[文書の一節]
╭──
記事冒頭に〝本邦最初のジャズ喫茶店〟とあるが、前述の「ダット」の広告を除くと、「ジャズ喫茶」という言葉が印刷されたものは、この『アサヒグラフ』の記事より前のものを筆者は見たことがない。

「テネシー」の営業時間は正午から午後11時まで、店内の広さは約45坪で席数は約140。コーヒーは1杯100円、菓子1個70円で、普通の喫茶店の2倍の値段だったという。

しかし、それまで銀座の一流ナイトクラブやチケットの高い日劇や浅草国際劇場でしか聴けなかったジャズの生演奏がコーヒー1杯で聴けるというのは、たいへんな魅力だったに違いない。

「テネシー」が開店する以前、1940年代後半から朝鮮戦争特需に沸いた50年代前半までは、日本人ジャズメンは一流ナイトクラブで大いに稼いでいた。「銀馬車」をはじめ、「モンテカルロ」「クラブチェリー」「スタークラブ」「黒バラ」など、そのほとんどは銀座に集中していた。

戦後最初のトップ・ジャズバンドだった「ゲイ・セプテット」のリーダーであり、フィリピン国籍から帰化して長らく日本ジャズ界の大御所として活躍したレイモンド・コンデによると、1949年にジョージ川口を自分の楽団のメンバーに引き抜くときにはジョージに38万円もの大金を支払ったという。

当時の大卒銀行員の初任給が3,000円程度だったから、まさにケタ違いの稼ぎぶりだ。

コンデによれば「カバンにお札三千八百枚詰めた」(前出『昭和ジャズ史』より)そうだが、奇想天外な虚言を吐くことで知られるジョージ川口と違ってこの証言の信憑性は高い。

しかし、そのコンデによると、朝鮮半島で休戦協定が結ばれ、特需景気が冷えこみはじめたころから超一流クラブは「潮の引くように生バンドをエレクトーン演奏やらに取りかえ始めていた」(『昭和ジャズ史』)という。
╰──
[取り組む課題]
a - ジャズ喫茶についての文章で、「しかし、それまで銀座の一流ナ」を含む言葉から始まって「とんどは銀座に集中していた。」で終わる部分を、「一流ナイトクラブ」を「高級ナイトクラブ」に置き換えて書き直してください。
b - 戦後のジャズ喫茶とジャズメンの稼ぎについての文章を、最後の文の後から書き足してください。

[記録の抜粋]
╭──
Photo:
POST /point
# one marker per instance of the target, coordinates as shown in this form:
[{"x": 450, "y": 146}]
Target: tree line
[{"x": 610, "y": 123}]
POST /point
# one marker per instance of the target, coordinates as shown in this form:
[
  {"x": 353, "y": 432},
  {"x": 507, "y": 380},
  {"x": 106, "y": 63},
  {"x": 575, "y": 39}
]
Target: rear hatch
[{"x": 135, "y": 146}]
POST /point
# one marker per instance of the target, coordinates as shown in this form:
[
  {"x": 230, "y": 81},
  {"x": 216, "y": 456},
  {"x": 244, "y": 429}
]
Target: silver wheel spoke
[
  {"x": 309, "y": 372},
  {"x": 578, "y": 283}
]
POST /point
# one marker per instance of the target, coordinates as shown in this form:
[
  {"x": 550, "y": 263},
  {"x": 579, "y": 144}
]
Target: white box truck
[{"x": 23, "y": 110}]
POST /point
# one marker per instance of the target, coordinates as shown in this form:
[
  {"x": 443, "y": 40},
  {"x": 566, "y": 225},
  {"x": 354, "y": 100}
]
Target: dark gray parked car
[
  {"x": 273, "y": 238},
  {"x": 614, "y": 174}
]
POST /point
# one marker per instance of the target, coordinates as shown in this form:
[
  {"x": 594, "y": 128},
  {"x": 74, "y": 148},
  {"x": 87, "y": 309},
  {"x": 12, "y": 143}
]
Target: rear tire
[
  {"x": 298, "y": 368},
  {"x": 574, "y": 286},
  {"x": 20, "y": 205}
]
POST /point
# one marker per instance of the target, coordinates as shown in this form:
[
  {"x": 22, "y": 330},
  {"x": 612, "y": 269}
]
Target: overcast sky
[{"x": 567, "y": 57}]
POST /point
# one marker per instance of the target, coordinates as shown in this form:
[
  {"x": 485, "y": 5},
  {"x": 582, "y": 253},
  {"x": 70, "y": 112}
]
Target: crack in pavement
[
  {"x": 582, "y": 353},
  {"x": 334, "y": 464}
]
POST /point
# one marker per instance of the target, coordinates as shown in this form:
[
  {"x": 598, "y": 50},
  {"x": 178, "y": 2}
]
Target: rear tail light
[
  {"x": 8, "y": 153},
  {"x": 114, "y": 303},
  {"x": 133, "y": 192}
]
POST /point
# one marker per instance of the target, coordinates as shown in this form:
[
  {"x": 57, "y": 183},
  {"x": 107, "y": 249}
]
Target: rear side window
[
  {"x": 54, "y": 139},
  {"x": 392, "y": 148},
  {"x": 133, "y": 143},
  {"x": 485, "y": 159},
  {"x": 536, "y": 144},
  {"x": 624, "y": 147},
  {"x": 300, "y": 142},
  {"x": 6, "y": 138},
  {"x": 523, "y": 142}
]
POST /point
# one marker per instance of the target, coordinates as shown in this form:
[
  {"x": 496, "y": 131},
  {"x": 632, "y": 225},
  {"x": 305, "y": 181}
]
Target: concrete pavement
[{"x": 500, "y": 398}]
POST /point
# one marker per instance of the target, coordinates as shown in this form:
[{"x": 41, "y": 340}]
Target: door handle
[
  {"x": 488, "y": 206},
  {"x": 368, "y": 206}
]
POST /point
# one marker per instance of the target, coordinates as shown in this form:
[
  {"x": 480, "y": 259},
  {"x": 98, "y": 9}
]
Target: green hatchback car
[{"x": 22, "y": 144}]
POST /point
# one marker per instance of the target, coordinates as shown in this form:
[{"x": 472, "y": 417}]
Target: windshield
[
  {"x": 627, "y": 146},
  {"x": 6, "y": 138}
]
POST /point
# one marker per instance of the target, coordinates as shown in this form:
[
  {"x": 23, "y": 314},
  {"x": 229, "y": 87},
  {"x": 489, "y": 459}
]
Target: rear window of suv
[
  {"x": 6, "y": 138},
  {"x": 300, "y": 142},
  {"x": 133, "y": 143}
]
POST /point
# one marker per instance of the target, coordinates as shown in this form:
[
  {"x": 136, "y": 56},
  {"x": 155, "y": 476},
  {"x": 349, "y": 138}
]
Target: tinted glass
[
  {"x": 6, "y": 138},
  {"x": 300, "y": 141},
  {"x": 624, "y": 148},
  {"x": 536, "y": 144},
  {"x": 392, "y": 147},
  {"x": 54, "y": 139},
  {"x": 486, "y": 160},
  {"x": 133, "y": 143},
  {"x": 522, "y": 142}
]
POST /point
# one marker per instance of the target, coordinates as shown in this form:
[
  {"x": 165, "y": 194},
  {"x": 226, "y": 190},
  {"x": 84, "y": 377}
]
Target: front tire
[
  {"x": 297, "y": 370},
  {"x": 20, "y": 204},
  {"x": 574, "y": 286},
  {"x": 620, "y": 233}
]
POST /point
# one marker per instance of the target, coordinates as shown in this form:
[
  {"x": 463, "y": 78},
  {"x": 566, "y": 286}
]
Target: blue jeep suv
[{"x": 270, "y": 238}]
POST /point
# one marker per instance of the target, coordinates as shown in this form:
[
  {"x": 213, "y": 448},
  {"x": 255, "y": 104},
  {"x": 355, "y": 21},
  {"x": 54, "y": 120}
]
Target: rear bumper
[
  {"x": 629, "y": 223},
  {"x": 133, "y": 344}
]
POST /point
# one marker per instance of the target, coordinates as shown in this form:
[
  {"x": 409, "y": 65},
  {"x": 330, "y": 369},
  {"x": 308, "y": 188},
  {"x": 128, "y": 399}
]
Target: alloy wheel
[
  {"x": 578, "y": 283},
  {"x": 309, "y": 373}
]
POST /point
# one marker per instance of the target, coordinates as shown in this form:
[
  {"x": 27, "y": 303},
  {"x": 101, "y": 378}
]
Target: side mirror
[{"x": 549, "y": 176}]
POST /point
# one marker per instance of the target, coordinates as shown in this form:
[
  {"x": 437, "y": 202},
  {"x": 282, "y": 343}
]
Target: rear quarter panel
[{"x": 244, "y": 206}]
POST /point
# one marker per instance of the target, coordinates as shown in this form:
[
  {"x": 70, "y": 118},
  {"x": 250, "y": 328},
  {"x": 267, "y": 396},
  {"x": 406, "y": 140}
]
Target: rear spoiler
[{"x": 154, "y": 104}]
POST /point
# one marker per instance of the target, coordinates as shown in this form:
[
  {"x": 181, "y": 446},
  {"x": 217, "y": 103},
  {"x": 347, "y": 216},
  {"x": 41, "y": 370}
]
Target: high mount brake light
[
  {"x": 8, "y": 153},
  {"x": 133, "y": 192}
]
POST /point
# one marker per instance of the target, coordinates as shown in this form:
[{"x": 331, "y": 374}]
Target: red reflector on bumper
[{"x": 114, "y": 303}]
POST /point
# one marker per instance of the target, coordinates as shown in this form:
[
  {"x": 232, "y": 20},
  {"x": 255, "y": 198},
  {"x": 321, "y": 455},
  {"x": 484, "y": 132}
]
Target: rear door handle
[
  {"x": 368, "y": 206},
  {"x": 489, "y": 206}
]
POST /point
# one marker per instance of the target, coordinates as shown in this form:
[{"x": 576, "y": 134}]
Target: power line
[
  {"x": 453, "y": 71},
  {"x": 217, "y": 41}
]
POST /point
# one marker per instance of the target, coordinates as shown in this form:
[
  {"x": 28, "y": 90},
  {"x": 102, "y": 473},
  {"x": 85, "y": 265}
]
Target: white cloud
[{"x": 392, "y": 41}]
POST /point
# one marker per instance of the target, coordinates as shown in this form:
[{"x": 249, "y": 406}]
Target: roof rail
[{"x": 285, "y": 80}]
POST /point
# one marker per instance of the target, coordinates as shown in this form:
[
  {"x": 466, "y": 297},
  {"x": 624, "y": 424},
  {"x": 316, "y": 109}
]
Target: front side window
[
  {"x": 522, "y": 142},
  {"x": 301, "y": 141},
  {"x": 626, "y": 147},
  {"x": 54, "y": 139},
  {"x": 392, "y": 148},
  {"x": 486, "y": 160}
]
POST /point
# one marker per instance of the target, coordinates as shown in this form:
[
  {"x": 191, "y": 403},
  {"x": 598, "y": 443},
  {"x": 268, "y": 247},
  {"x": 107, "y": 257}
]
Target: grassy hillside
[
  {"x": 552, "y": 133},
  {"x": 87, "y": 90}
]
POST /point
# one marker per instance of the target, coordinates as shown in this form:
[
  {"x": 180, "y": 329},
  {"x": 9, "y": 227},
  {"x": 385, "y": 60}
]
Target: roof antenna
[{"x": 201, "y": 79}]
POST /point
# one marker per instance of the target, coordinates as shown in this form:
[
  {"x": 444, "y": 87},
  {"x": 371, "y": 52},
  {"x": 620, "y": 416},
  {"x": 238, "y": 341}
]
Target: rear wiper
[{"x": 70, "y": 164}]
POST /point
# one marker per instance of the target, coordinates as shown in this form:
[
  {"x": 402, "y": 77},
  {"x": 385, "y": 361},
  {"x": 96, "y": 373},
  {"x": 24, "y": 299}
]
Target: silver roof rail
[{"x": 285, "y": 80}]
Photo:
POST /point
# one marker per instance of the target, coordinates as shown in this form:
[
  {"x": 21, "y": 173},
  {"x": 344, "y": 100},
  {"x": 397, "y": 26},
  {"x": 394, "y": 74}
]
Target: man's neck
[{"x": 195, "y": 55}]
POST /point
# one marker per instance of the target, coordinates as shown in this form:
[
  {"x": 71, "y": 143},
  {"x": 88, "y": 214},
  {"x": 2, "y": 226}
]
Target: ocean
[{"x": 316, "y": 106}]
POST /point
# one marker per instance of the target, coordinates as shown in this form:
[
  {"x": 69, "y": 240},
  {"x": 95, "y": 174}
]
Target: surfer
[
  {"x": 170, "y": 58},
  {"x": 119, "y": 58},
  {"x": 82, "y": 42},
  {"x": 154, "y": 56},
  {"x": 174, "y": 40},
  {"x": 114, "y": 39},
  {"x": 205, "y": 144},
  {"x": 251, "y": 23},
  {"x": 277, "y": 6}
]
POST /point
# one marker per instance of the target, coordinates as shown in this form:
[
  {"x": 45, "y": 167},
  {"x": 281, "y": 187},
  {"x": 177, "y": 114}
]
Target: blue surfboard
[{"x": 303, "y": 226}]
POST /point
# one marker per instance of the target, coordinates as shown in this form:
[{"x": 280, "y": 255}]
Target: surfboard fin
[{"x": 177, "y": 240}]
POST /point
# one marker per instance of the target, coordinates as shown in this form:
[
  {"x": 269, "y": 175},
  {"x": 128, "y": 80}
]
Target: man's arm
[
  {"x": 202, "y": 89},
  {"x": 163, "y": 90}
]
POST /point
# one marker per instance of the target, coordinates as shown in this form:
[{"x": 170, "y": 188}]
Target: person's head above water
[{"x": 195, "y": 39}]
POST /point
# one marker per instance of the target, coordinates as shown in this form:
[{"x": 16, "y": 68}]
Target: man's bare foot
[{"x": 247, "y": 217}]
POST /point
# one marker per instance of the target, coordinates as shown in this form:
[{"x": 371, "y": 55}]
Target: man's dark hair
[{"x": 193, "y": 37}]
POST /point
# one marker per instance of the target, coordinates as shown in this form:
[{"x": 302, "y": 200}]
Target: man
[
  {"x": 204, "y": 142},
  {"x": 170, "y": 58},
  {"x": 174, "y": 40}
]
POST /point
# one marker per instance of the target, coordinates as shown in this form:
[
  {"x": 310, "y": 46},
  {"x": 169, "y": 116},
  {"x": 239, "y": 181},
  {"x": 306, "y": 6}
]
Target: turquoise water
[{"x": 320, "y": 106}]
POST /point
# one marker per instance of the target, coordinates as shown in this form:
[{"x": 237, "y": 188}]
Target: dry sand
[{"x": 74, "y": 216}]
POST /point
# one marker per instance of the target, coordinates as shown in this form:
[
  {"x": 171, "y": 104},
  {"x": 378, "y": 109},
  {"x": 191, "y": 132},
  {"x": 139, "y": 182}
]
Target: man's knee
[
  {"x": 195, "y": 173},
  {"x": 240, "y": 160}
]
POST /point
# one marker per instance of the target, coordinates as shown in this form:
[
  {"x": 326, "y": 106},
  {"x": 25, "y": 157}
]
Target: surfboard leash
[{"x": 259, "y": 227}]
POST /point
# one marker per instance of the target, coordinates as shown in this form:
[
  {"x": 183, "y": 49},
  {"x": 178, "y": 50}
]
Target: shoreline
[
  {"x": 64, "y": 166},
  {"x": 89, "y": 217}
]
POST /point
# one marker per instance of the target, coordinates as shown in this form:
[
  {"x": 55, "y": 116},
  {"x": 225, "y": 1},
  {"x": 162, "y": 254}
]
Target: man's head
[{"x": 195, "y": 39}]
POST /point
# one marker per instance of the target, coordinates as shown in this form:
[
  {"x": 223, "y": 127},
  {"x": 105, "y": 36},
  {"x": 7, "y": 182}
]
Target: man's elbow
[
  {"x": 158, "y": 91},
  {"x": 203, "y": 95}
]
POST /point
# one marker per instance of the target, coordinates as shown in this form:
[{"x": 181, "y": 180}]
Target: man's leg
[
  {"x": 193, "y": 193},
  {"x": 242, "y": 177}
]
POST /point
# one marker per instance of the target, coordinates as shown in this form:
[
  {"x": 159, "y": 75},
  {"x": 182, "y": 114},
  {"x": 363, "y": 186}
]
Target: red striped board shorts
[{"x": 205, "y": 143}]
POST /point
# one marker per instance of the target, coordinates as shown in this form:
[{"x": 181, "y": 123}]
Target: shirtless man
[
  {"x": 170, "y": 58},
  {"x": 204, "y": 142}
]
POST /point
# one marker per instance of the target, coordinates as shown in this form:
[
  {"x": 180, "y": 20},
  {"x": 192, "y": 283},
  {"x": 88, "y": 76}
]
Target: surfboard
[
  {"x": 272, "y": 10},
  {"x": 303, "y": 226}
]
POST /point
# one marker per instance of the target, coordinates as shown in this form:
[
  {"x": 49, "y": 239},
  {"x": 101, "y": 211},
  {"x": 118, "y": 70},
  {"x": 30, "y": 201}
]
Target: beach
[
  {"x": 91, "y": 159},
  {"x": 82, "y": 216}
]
╰──
[各課題の答え]
a -
しかし、それまで銀座の高級ナイトクラブやチケットの高い日劇や浅草国際劇場でしか聴けなかったジャズの生演奏がコーヒー1杯で聴けるというのは、たいへんな魅力だったに違いない。

「テネシー」が開店する以前、1940年代後半から朝鮮戦争特需に沸いた50年代前半までは、日本人ジャズメンは高級ナイトクラブで大いに稼いでいた。「銀馬車」をはじめ、「モンテカルロ」「クラブチェリー」「スタークラブ」「黒バラ」など、そのほとんどは銀座に集中していた。

b -
コーヒー1杯の廉価でジャズの生演奏が聴ける「テネシー」の登場は、このような経済情勢の変化と関係していたに違いない。

モダン・ジャズ・ブーム以前、50年代の東京のジャズ喫茶を数多く取り上げている『東京下町JAZZ通り』(一季出版)の著者の一人、林順信氏によると、「テネシー」に出演していたジャズバンドは、上田輝雄とシックス・レモンズ、池田操とリズム・キング、渡辺晋とシックス・ジョーズ、鈴木章治とリズム・エース、ジョージ川口、そして若手の西条考之介とウェストライナーズ、沢田駿吾のダブル・ビーツ、八木一夫トリオなど、女性ヴォーカルはマーサ三宅、新倉美子、丸山清子などだった。

メイン司会はいソノてルヲで、サブMCの大橋巨泉はステージでバブスキャットなどで歌うこともあったらしい。黒人客もよく来ていて、彼らは通路で踊り出したり、また来日中のドラマー、J・C・ハードが飛び入りでドラムを叩いたこともあったという。

この「テネシー」に続いて「不二家ミュージック・サロン」「ACB(アシベ)」「美松」といった生演奏を聴かせる「ジャズ喫茶」が銀座に次々とオープンする。しかし、ジャズ・バンドが人気を集めていた時期は短かく、油井正一によると1954年頃からはもう下り坂になったという。

「テネシー」や「ACB」「美松」などがふたたび脚光を浴びたのは、1958年の爆発的なロカビリーブームだった。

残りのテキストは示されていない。